• _Excerpted passage_
----
Additionally, custody arrangements might be complicated if children are involved, and polyamorous parents are disadvantaged in a number of ways. One woman I spoke to, Julia, said she had difficulty compromising with her ex-husband on how to introduce new partners to their children. Smith, in his article, writes about the time a disapproving neighbour called CPS on his parents. Polyamory itself is not a reason to remove children from their home, but it has caused parents to lose custody of children during divorce and post-divorce proceedings. As practitioners of an alternative sexual expression, polyamorous people face suspicion and discrimination, and children of polyamorous people face bullying.

Though he has not faced overt discrimination due to his polyamory except from some family members, Mike asked for anonymity because he works in the area. Julia’s ex-husband outed her without permission to her family, and she has found, “all in all, my family’s reaction has been the most difficult part of being polyamorous.” She is lucky, however, that she is able to be open about polyamory at her work. 

In Portland there are several groups dedicated to polyamory that meet regularly, and fairly openly, each boasting hundreds of members. The Corvallis community is much smaller, and many of those I spoke with did not want to be named.

Perhaps a first step for polyamory activism would be to fight for anti-discrimination laws. Besides facing alienation from some resources monogamous people have access to (it can be very hard, for instance, to find a relationship counsellor who is willing to counsel a poly couple), poly people face discrimination because polyamory is not a protected class. There is disagreement, even among polyamorous people, about whether polyamory is a lifestyle choice or a more fundamental identification. 

Attorney Ann E. Tweedy has argued that polyamory should be considered a sexual orientation. She writes that bigamy and adultery laws** (and yes, in some states adultery is still a crime) reinforce monogamy and disadvantage polyamorous people unfairly. There are also laws limiting the number of unrelated people living together than can be applied against polyamorous households. 

During the fight for marriage equality the LGBTQ community distanced itself from the idea of polyamory so as not to give ammunition to the oppositions fear-mongering (“first gay marriage, then polygamy, then the cat lady will be marrying her cats!”). But advocating for more thorough anti-discrimination laws is a place where the polyamory community, often fairly quiet, could potentially join forces with the LGBTQ community. The question of marriage equality for polyamorous people can proceed slowly. It is a complicated conversation to have, but one that is worth having and has, in fact, already started.
----
• _Written task_
Repeat word for word the section of the polyamory passage that begins at "Though he has" and stops after "to be named.".
----
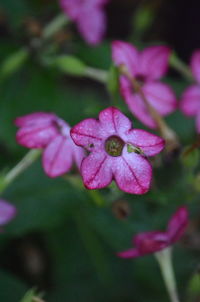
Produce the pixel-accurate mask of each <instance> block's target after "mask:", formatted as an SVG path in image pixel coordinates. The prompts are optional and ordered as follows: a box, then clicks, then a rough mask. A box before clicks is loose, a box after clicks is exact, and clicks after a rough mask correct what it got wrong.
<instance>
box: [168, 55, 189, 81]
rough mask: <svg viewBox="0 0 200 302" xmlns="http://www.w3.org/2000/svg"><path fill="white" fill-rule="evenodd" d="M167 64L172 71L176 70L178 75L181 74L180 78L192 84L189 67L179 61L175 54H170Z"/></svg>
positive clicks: (181, 62)
mask: <svg viewBox="0 0 200 302" xmlns="http://www.w3.org/2000/svg"><path fill="white" fill-rule="evenodd" d="M169 63H170V65H171V66H172V67H173V68H174V69H176V70H177V71H178V72H179V73H180V74H182V76H183V77H184V78H185V79H186V80H187V81H189V82H194V79H193V76H192V73H191V71H190V69H189V67H188V66H187V65H186V64H185V63H184V62H183V61H181V59H180V58H179V57H178V56H177V55H176V54H175V53H172V55H171V56H170V61H169Z"/></svg>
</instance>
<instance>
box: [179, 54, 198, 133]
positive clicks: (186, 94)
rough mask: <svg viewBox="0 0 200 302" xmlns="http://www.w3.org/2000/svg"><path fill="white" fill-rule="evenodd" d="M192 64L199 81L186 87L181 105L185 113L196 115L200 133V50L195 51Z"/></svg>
mask: <svg viewBox="0 0 200 302" xmlns="http://www.w3.org/2000/svg"><path fill="white" fill-rule="evenodd" d="M190 66H191V71H192V74H193V76H194V79H195V80H196V82H197V83H196V84H193V85H191V86H189V87H188V88H186V90H185V91H184V93H183V95H182V100H181V105H180V107H181V110H182V111H183V113H184V114H185V115H187V116H195V120H196V129H197V132H198V133H200V50H196V51H195V52H194V53H193V55H192V58H191V63H190Z"/></svg>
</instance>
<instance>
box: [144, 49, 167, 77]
----
• _Output_
Though he has not faced overt discrimination due to his polyamory except from some family members, Mike asked for anonymity because he works in the area. Julia’s ex-husband outed her without permission to her family, and she has found, “all in all, my family’s reaction has been the most difficult part of being polyamorous.” She is lucky, however, that she is able to be open about polyamory at her work. 

In Portland there are several groups dedicated to polyamory that meet regularly, and fairly openly, each boasting hundreds of members. The Corvallis community is much smaller, and many of those I spoke with did not want to be named.